> _Passage fourni_
============================================================

3. Les dispositions du I de l'article 1737 du code général des impôts ne prévoient aucune règle spécifique relative à leur mise en œuvre. Si les dispositions combinées des articles L. 80 F et L. 80 H du livre des procédures fiscales permettent à l'administration d'enquêter, dans les conditions qu'elles définissent, sur les manquements aux règles de facturation applicables aux personnes assujetties à la taxe sur la valeur ajoutée et de rechercher notamment d'éventuelles factures fictives et l'autorisent ensuite, conformément aux dispositions du dernier alinéa de l'article L. 80 H du livre des procédures fiscales, à se fonder sur les éléments recueillis dans le cadre de cette enquête pour procéder à une vérification de comptabilité dans les conditions prévues notamment par l'article L. 47 du même livre, il ne ressort aucunement des dispositions relatives à la vérification de comptabilité que celles-ci prohiberaient le constat direct par le vérificateur, à l'occasion d'une vérification de comptabilité menée conformément à son objet, de la méconnaissance par le contribuable des règles concernant la facturation. La société Viviers Renaud-Boutin ne conteste pas, en l'espèce, que la procédure de vérification de comptabilité engagée à son encontre n'avait pas pour unique objet, ainsi qu'il a été exposé au point 1, de rechercher les infractions aux règles de facturation qui lui ont été imputées. Par suite, quand bien même la société avait précédemment fait l'objet d'une enquête menée en application des dispositions de l'article L. 80 F du livre des procédures fiscales, entre le 12 février et le 1er juillet 2015, au cours de laquelle l'administration a constaté certaines infractions aux règles de facturation, c'est régulièrement et sans détournement de procédure ni manquement des agents du service à leur devoir de loyauté à l'égard des contribuables que l'amende en litige, qui concerne des infractions distinctes, a pu être infligée à la société requérante dans le cadre de la vérification de comptabilité engagée à compter du 17 août 2015, après mise en œuvre de traitements informatiques réalisés en application des dispositions de l'article L. 47 A du même livre.

4. En deuxième lieu, aux termes de l'article L. 47 A du livre des procédures fiscales : " (...) / II. - En présence d'une comptabilité tenue au moyen de systèmes informatisés et lorsqu'ils envisagent des traitements informatiques, les agents de l'administration fiscale indiquent par écrit au contribuable la nature des investigations souhaitées. Le contribuable formalise par écrit son choix parmi l'une des options suivantes : / a) Les agents de l'administration peuvent effectuer la vérification sur le matériel utilisé par le contribuable ; / b) Celui-ci peut effectuer lui-même tout ou partie des traitements informatiques nécessaires à la vérification. Dans ce cas, après, le cas échéant, la remise des copies prévue au second alinéa du présent b, l'administration précise par écrit au contribuable, ou à un mandataire désigné à cet effet, les travaux à réaliser ainsi que le délai accordé pour les effectuer. / (...) / c) Le contribuable peut également demander que le contrôle ne soit pas effectué sur le matériel de l'entreprise. Il met alors à la disposition de l'administration, dans les quinze jours suivant la formalisation par écrit de son choix, les copies des documents, données et traitements soumis à contrôle. (...) ".

============================================================

[Données]
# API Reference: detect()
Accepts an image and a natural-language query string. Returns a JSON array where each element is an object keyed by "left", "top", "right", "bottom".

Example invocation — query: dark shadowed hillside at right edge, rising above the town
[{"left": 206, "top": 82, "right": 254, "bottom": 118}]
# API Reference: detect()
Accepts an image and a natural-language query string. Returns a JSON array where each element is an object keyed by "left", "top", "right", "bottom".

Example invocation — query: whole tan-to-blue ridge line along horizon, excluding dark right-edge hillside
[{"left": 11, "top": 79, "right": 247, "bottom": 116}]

============================================================

> _Objectif de la tâche_
Prolongez le passage sur l'amende fiscale et la vérification de comptabilité à partir de l'endroit où il s'arrête. Les données forment un matériel distinct du passage.

> _Résultat attendu_
5. Il résulte de ces dispositions que le vérificateur qui envisage un traitement informatique sur une comptabilité tenue au moyen de systèmes informatisés est tenu d'indiquer au contribuable, au plus tard au moment où il décide de procéder au traitement, par écrit et de manière suffisamment précise, la nature des investigations qu'il souhaite effectuer, c'est-à-dire les données sur lesquelles il entend faire porter ses recherches ainsi que l'objet de ces investigations, afin de permettre au contribuable de choisir en toute connaissance de cause entre les trois options offertes par ces dispositions. Le vérificateur n'est, à cet égard et conformément aux dispositions du b) du II de l'article L 47 A du LPF, tenu de préciser au contribuable la description technique des travaux informatiques à réaliser en vue de la mise en œuvre de ces investigations que si celui-ci a fait ensuite le choix d'effectuer lui-même tout ou partie des traitements informatiques nécessaires à la vérification.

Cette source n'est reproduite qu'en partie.